WORK ITEM -> Word for word, write the lines below out again, with no pictures.

(Beginning of SUPPLIED DATA)

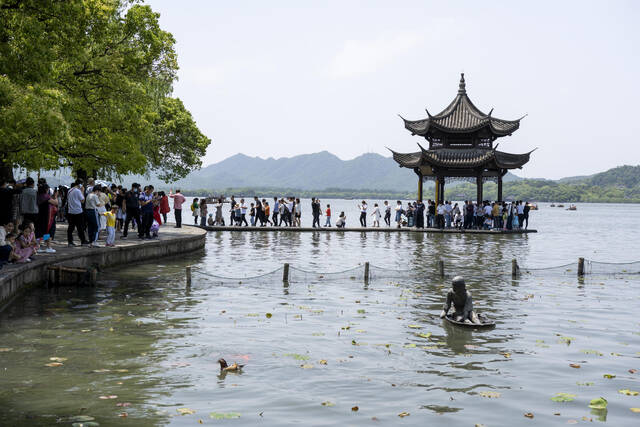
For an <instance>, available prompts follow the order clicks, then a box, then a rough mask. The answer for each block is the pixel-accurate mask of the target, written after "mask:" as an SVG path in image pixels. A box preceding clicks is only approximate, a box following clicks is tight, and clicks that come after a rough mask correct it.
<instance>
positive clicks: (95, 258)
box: [0, 224, 207, 312]
mask: <svg viewBox="0 0 640 427" xmlns="http://www.w3.org/2000/svg"><path fill="white" fill-rule="evenodd" d="M66 231H67V227H66V225H63V224H59V225H58V230H57V234H58V236H60V237H62V238H63V239H64V241H66ZM206 235H207V233H206V232H205V231H204V230H201V229H199V228H197V227H183V228H180V229H176V228H173V225H172V224H169V225H168V226H167V227H166V228H161V229H160V237H159V238H158V239H153V240H139V239H137V237H136V233H135V232H133V233H130V236H131V238H130V240H121V239H117V245H116V246H115V247H104V246H102V247H98V248H89V247H86V246H80V245H78V246H75V247H67V244H66V243H57V244H56V243H54V245H55V249H56V251H57V252H56V253H55V254H38V255H36V257H35V259H34V260H33V261H32V262H30V263H24V264H11V265H5V266H4V267H3V268H2V269H1V270H0V312H2V311H3V310H4V309H5V308H6V307H7V306H9V305H10V304H11V302H12V301H13V299H14V297H16V296H17V295H18V294H20V292H22V291H23V290H25V289H27V288H29V287H31V286H34V285H38V284H41V283H45V282H46V281H47V277H48V270H47V268H48V267H49V266H53V265H62V264H64V266H65V267H74V268H98V269H101V268H108V267H112V266H115V265H122V264H130V263H137V262H141V261H148V260H152V259H154V258H158V257H168V256H175V255H182V254H186V253H190V252H195V251H197V250H201V249H203V248H204V245H205V239H206ZM74 237H75V239H77V236H76V235H75V233H74Z"/></svg>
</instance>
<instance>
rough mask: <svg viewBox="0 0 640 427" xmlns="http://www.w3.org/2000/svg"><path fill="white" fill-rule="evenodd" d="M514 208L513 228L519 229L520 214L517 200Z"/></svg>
mask: <svg viewBox="0 0 640 427" xmlns="http://www.w3.org/2000/svg"><path fill="white" fill-rule="evenodd" d="M512 209H513V211H514V212H513V215H512V216H513V220H512V221H513V223H512V224H511V228H512V229H513V230H519V229H520V215H519V214H518V203H517V202H516V206H515V207H514V208H512Z"/></svg>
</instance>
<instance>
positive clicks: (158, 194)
mask: <svg viewBox="0 0 640 427" xmlns="http://www.w3.org/2000/svg"><path fill="white" fill-rule="evenodd" d="M161 201H162V198H161V196H160V193H153V220H154V221H156V222H157V223H158V225H162V216H161V215H160V202H161Z"/></svg>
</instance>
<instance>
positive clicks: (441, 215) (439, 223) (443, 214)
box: [436, 203, 445, 229]
mask: <svg viewBox="0 0 640 427" xmlns="http://www.w3.org/2000/svg"><path fill="white" fill-rule="evenodd" d="M444 213H445V210H444V204H442V203H438V206H437V207H436V227H437V228H439V229H443V228H444Z"/></svg>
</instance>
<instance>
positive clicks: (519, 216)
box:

(End of SUPPLIED DATA)

ANSWER TO THIS EXERCISE ->
For an <instance>, available prompts follow the order clicks, then a box, then a rough mask. The answer for each block is the pixel-accurate mask of the target, written after "mask:" as an SVG path in image pixels. A box preceding clicks is only approximate, a box following clicks is tight, and clicks that come after a rough mask correct it.
<instance>
positive clicks: (95, 258)
box: [0, 224, 207, 312]
mask: <svg viewBox="0 0 640 427" xmlns="http://www.w3.org/2000/svg"><path fill="white" fill-rule="evenodd" d="M66 231H67V227H66V225H63V224H59V225H58V230H57V234H58V236H60V237H62V238H63V239H64V241H66ZM206 235H207V233H206V232H205V231H204V230H201V229H199V228H197V227H183V228H180V229H176V228H173V225H172V224H169V225H168V226H167V227H166V228H161V229H160V237H159V238H158V239H153V240H139V239H137V237H136V233H135V232H133V233H130V236H131V238H130V240H121V239H117V245H116V246H115V247H104V246H102V247H98V248H89V247H86V246H80V245H78V246H75V247H67V244H66V243H57V244H56V243H54V245H55V249H56V251H57V252H56V253H55V254H38V255H36V257H35V259H34V260H33V261H32V262H30V263H24V264H11V265H5V266H4V267H3V268H2V269H1V270H0V312H2V311H3V310H4V309H5V308H6V307H7V306H9V305H10V304H11V302H12V301H13V299H14V297H16V296H17V295H18V294H20V292H22V291H23V290H25V289H27V288H29V287H31V286H34V285H38V284H41V283H45V282H46V281H47V277H48V270H47V268H48V267H49V266H53V265H62V264H64V266H65V267H74V268H98V269H101V268H108V267H112V266H115V265H122V264H130V263H137V262H141V261H148V260H152V259H154V258H158V257H168V256H175V255H182V254H186V253H190V252H195V251H197V250H201V249H203V248H204V245H205V239H206ZM74 237H75V239H77V236H76V235H75V233H74Z"/></svg>
</instance>
<instance>
rough mask: <svg viewBox="0 0 640 427" xmlns="http://www.w3.org/2000/svg"><path fill="white" fill-rule="evenodd" d="M514 208L513 228L519 229L520 214L517 200Z"/></svg>
mask: <svg viewBox="0 0 640 427" xmlns="http://www.w3.org/2000/svg"><path fill="white" fill-rule="evenodd" d="M512 209H513V211H514V212H513V215H512V216H513V220H512V221H513V223H512V224H511V228H512V229H513V230H519V229H520V215H519V214H518V203H517V202H516V206H515V207H514V208H512Z"/></svg>
</instance>
<instance>
positive clicks: (158, 194)
mask: <svg viewBox="0 0 640 427" xmlns="http://www.w3.org/2000/svg"><path fill="white" fill-rule="evenodd" d="M161 201H162V198H161V196H160V193H153V220H154V221H156V222H157V223H158V225H162V216H161V215H160V202H161Z"/></svg>
</instance>
<instance>
positive clicks: (441, 215) (439, 223) (443, 214)
box: [436, 203, 445, 229]
mask: <svg viewBox="0 0 640 427" xmlns="http://www.w3.org/2000/svg"><path fill="white" fill-rule="evenodd" d="M444 213H445V210H444V204H442V203H438V206H437V207H436V227H437V228H439V229H443V228H444Z"/></svg>
</instance>
<instance>
positive clicks: (519, 216)
box:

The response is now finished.